- Request: Count the lines in the material below that contain the string "kindly", treating uppercase and lowercase letters as different. Reply with the number alone.

- Entries shown:
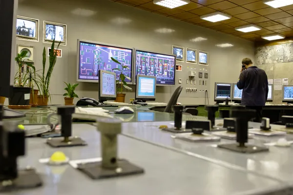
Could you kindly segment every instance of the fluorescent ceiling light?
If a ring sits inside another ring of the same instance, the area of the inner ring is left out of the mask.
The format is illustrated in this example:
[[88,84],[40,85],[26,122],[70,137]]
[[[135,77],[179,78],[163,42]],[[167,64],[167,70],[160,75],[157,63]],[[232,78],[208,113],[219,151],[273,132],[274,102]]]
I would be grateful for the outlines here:
[[280,35],[279,34],[261,36],[262,38],[269,40],[280,39],[285,37],[284,35]]
[[248,33],[249,32],[256,31],[261,30],[261,27],[257,26],[254,24],[247,25],[246,26],[239,26],[239,27],[235,28],[235,30],[243,32],[244,33]]
[[217,12],[212,14],[207,14],[200,17],[201,19],[215,22],[219,21],[230,19],[232,17],[222,12]]
[[264,3],[274,8],[284,7],[293,4],[293,0],[266,0]]
[[190,0],[154,0],[153,2],[157,5],[172,9],[186,5],[190,3]]

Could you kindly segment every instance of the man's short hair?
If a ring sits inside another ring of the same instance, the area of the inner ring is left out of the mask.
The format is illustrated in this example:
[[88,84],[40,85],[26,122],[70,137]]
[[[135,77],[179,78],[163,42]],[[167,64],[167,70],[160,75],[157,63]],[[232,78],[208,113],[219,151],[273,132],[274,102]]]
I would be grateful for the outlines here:
[[250,58],[246,58],[242,59],[242,64],[249,65],[252,64],[253,64],[252,61],[251,61],[251,59]]

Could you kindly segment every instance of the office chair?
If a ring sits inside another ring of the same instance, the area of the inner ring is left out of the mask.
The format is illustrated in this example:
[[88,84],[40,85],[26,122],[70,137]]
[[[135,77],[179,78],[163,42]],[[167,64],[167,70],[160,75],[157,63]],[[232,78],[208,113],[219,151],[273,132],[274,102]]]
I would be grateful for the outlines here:
[[166,106],[164,111],[164,113],[172,113],[172,106],[176,105],[179,95],[182,91],[182,89],[183,89],[183,87],[182,86],[180,86],[175,90],[167,104],[167,106]]

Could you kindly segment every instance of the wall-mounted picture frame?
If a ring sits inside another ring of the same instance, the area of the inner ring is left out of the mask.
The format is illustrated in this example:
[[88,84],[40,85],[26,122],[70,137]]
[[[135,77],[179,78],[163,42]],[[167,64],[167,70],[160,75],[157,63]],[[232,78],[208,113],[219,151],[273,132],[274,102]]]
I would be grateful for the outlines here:
[[197,60],[197,50],[186,48],[186,62],[196,64]]
[[39,42],[40,20],[31,18],[18,16],[16,19],[16,39]]
[[17,45],[17,53],[20,54],[23,51],[27,51],[27,57],[24,58],[24,61],[30,60],[30,62],[34,62],[34,49],[33,46],[24,45]]
[[176,56],[176,60],[184,62],[184,47],[172,45],[172,54]]
[[198,51],[198,64],[209,66],[209,52]]
[[51,43],[55,38],[56,43],[66,45],[67,25],[48,21],[43,22],[43,42]]

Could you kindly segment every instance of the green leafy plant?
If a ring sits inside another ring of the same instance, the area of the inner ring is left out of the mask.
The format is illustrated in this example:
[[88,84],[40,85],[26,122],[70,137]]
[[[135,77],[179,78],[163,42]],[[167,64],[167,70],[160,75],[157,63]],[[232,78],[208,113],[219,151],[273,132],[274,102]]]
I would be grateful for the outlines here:
[[18,87],[23,87],[25,83],[25,82],[23,82],[23,75],[21,73],[21,68],[24,66],[24,65],[26,65],[27,67],[30,67],[35,71],[36,70],[35,66],[33,65],[31,61],[25,59],[25,58],[27,57],[27,51],[23,50],[20,54],[17,54],[17,56],[14,59],[17,62],[18,68],[18,73],[15,76],[15,83],[17,83],[15,85]]
[[78,96],[75,94],[74,92],[74,90],[75,90],[75,88],[79,84],[79,83],[73,83],[73,84],[71,84],[68,83],[67,83],[65,82],[64,82],[65,84],[66,84],[66,87],[64,89],[64,90],[67,91],[67,93],[63,94],[63,96],[67,96],[68,98],[78,98]]
[[125,81],[125,78],[127,78],[128,80],[131,80],[131,78],[126,76],[123,73],[125,69],[129,69],[129,68],[127,66],[123,66],[121,64],[121,63],[119,62],[118,60],[111,57],[111,59],[115,63],[120,64],[120,68],[113,68],[112,71],[116,70],[120,72],[119,74],[119,78],[116,80],[116,83],[117,84],[117,93],[123,93],[123,88],[128,89],[128,90],[132,91],[132,89],[128,87],[128,84]]

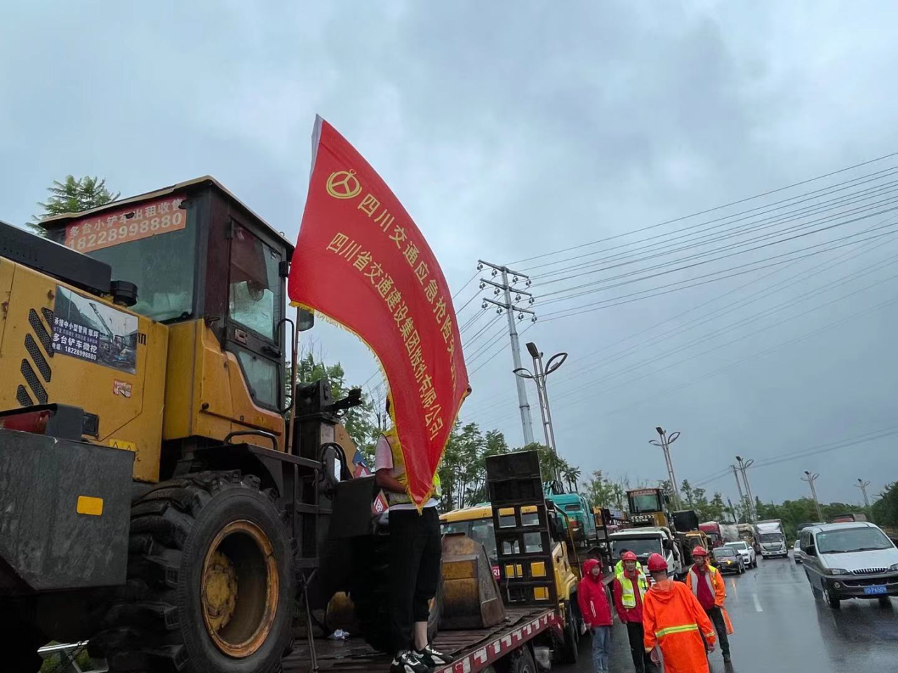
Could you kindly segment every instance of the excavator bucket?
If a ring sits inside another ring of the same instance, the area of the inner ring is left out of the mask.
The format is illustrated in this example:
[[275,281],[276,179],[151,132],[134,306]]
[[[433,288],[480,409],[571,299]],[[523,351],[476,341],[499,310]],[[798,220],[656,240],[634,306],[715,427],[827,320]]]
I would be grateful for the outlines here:
[[443,536],[441,629],[479,629],[505,619],[505,606],[483,545],[464,533]]

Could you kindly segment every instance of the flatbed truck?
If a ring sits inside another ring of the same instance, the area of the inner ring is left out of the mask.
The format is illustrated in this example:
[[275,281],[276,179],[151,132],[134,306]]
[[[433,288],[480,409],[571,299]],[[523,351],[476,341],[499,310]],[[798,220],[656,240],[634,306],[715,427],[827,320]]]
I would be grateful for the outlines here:
[[[435,647],[453,657],[434,673],[478,673],[490,667],[508,673],[536,673],[550,661],[551,651],[562,638],[563,617],[551,607],[506,608],[496,626],[466,631],[441,631]],[[284,660],[284,673],[385,673],[391,657],[368,647],[361,638],[345,641],[316,639],[316,660],[304,643]],[[313,669],[313,665],[317,669]]]

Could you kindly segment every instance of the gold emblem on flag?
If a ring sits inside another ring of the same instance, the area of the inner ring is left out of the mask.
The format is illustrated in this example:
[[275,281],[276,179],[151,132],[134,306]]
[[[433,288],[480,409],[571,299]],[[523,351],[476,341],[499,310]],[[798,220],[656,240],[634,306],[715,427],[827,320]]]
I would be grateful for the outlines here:
[[352,198],[362,191],[355,170],[337,170],[328,178],[328,194],[334,198]]

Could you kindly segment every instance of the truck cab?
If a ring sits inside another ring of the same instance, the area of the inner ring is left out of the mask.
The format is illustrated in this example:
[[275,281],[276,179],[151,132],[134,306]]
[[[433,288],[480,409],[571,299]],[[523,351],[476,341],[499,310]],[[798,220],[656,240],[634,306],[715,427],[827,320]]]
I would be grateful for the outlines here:
[[667,572],[671,577],[685,575],[688,564],[683,561],[681,546],[674,538],[670,529],[650,526],[621,530],[609,536],[612,556],[620,558],[624,549],[633,552],[643,567],[653,554],[660,554],[667,561]]
[[577,546],[587,546],[596,541],[595,519],[590,513],[586,499],[577,493],[547,495],[546,500],[555,503],[563,512],[561,524],[567,529],[570,524],[571,538]]
[[771,519],[766,521],[756,521],[754,524],[758,531],[758,542],[761,543],[761,555],[763,558],[769,556],[788,556],[788,545],[786,542],[786,532],[783,530],[782,521],[779,519]]

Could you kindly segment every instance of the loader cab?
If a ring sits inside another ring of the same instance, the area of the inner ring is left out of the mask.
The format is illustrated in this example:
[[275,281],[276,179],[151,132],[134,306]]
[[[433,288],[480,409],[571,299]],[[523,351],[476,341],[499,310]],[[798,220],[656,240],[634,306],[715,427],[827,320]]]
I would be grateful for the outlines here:
[[235,356],[253,403],[269,411],[285,406],[293,246],[215,179],[41,225],[56,242],[110,265],[114,279],[135,284],[131,310],[167,325],[202,319]]

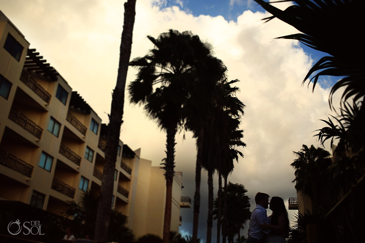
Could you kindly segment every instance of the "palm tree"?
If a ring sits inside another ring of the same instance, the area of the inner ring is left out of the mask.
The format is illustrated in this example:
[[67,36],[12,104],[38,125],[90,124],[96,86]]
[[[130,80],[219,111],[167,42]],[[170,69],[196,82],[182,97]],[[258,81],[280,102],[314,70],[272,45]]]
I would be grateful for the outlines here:
[[[233,242],[233,237],[238,234],[240,238],[240,231],[243,228],[243,225],[251,216],[250,212],[250,198],[245,195],[247,191],[242,184],[233,183],[230,182],[226,188],[223,189],[227,195],[227,207],[229,208],[226,222],[227,229],[228,242]],[[218,217],[218,212],[219,209],[217,198],[214,201],[214,213]]]
[[313,49],[329,54],[313,66],[303,81],[311,75],[313,90],[321,75],[344,77],[333,87],[330,104],[334,92],[345,87],[344,101],[353,97],[355,101],[365,96],[365,47],[354,33],[361,17],[365,3],[362,0],[294,0],[295,5],[282,11],[262,0],[255,0],[273,16],[296,28],[303,34],[279,37],[297,40]]
[[124,4],[124,20],[119,54],[119,67],[115,88],[113,92],[108,137],[105,151],[105,162],[97,208],[95,228],[95,239],[106,242],[110,218],[114,185],[114,172],[116,161],[118,144],[123,122],[126,79],[131,56],[133,26],[135,15],[136,0],[128,0]]
[[[165,170],[166,201],[164,226],[164,243],[168,242],[171,215],[171,196],[174,172],[175,136],[182,124],[182,108],[195,85],[198,68],[210,54],[210,46],[190,32],[170,30],[157,39],[148,39],[154,48],[130,65],[138,68],[136,80],[128,86],[131,103],[144,105],[151,119],[166,133],[166,157],[161,164]],[[159,85],[155,89],[154,85]]]
[[313,200],[314,209],[319,205],[320,188],[328,181],[326,170],[332,163],[330,153],[313,145],[310,148],[304,144],[298,152],[293,152],[297,158],[291,164],[295,169],[295,189],[309,196]]
[[206,152],[204,153],[204,148],[209,148],[207,145],[209,141],[206,137],[209,135],[209,125],[208,124],[210,122],[209,124],[211,125],[212,121],[216,117],[214,111],[217,105],[217,97],[222,95],[217,84],[225,81],[226,70],[227,68],[221,60],[211,55],[207,55],[199,64],[196,69],[197,79],[194,83],[193,87],[191,89],[189,98],[184,106],[185,129],[192,131],[194,137],[197,138],[197,153],[192,235],[194,243],[196,243],[197,240],[202,164],[203,160],[207,160],[206,155],[209,155]]
[[[95,229],[97,208],[97,195],[90,190],[85,192],[81,196],[80,201],[77,203],[74,201],[67,202],[68,204],[62,213],[64,217],[72,217],[72,226],[76,237],[84,237],[88,235],[94,239],[93,232]],[[134,238],[132,231],[127,226],[127,217],[121,213],[112,211],[109,226],[108,241],[118,241],[127,243],[131,242]]]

- Exercise result: 11